Hoje, vamos falar de coisas sérias. E quando um texto começa assim, já sabe, a partir daqui a coisa só pode mesmo “descambar”. Mas hoje tem mesmo de ser.

Imaginem o seguinte cenário, um Fulano, com habilitações académicas, mais que muitas, boa imagem, variadas experiências profissionais, possuidor de excelentes capacidades de comunicação, criativo, flexível, atualizado, interessado e responsável procura um novo “desafio profissional”. (

Sim, que na conjuntura atual ninguém procura emprego ou trabalho ou forma de ganhar para o pão… não, atualmente, o Fulano tem de procurar “novos desafios profissionais” ou corre o risco de passar por desesperado ou desinteressado, venha o Diabo e escolha…) Bom, o Fulano, cheio de variadíssimas experiências, tem Mestrado em elaboração de currículos, desde o European Pass, aos mais criativos. Aliás, ele é tão conhecedor deste domínio que tem vários currículos e portefólios gravados no Ambiente de Trabalho do Computador e até em PDF na Cloud do telemóvel, para que possa enviá-los, qualquer um deles, a qualquer hora, para qualquer oferta que possa eventualmente surgir. O “desafio” começa logo aí, Fulano já conhece inclusivamente o tipo de currículo que “agrada” a determinado anúncio e lhe garante a chamadinha da praxe para a tal “conversa informal”.

→ **DADOS FORNECIDOS**:

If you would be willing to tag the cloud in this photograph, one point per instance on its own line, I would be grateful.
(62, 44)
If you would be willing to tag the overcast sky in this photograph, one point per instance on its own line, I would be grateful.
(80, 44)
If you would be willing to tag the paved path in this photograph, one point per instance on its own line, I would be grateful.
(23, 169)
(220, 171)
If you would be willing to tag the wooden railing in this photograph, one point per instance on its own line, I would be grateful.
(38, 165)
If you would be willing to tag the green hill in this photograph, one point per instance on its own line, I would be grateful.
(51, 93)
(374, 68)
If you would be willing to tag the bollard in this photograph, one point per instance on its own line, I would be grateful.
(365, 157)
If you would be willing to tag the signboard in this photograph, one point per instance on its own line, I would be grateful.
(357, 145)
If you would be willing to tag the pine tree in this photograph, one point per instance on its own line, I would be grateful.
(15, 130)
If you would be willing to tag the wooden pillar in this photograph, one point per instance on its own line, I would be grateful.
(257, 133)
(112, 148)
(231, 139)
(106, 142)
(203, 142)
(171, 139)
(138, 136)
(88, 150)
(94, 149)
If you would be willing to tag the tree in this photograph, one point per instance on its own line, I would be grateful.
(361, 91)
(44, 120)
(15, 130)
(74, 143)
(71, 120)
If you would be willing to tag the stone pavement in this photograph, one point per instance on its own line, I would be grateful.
...
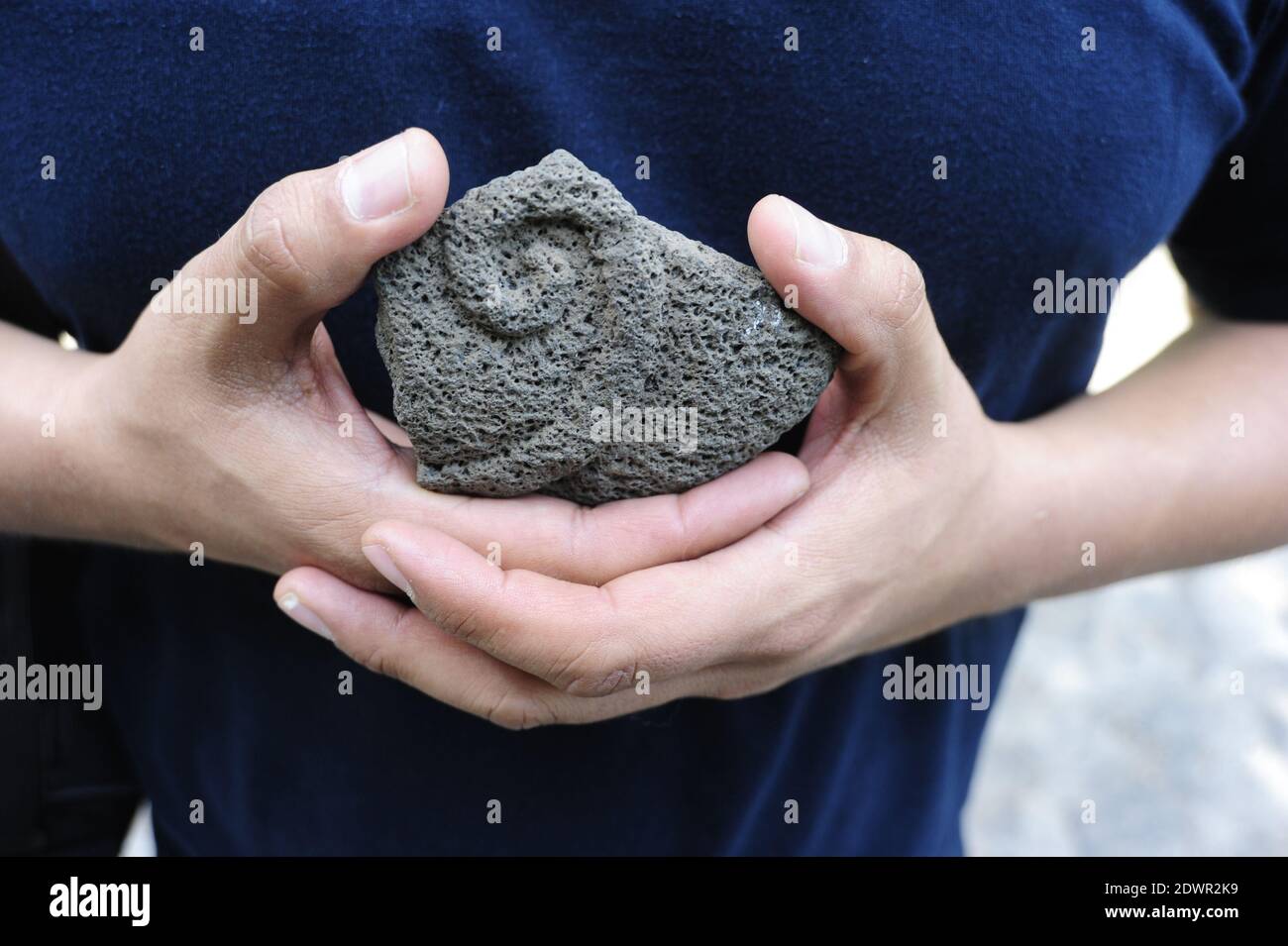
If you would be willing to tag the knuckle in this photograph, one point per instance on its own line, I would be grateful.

→ **O QUE FAZER**:
1. Reproduza textualmente o trecho do texto sobre a procura de emprego que vai de "Hoje, vamos falar" até "mesmo de ser.".
2. No texto sobre a procura de emprego, em que área tem o Fulano Mestrado?
3. Continue o texto sobre a procura de emprego a partir do ponto em que termina.
As linhas não são necessárias para nada.

→ **RESPOSTAS ESPERADAS**:
1.
Hoje, vamos falar de coisas sérias. E quando um texto começa assim, já sabe, a partir daqui a coisa só pode mesmo “descambar”. Mas hoje tem mesmo de ser.

2. Em elaboração de currículos.

3.
Sim, porque hoje em dia, também já ninguém vai a uma entrevista, não… Ainda que a tal “conversa informal” só o seja de tom, ninguém se pode atrever a tomar por certo que de lá sairá com uma proposta de trabalho. Não! Estas conversas são, tão apenas e só, “manifestações de interesse”, como em qualquer convite do Tinder… apenas para “nos conhecermos”. Mas Fulano, já vos disse eu, é “Pro”. Ele é, de acordo com o “slang”, TOP! Recebe por dia umas duas a três chamadas de “manifestação de interesse profissional” e ele é tão bom, mas tão bom, que agrada na maior parte delas. É versátil, é bom conversador, é culto, é cordial, tem tudo o que um bom empregador deseja. O azar deste fulano é que “os bons empregadores” são coisa rara, escasseiam, estão em vias de extinção e quando existem, são como as casas de banho limpas, estão quase sempre “ocupados”.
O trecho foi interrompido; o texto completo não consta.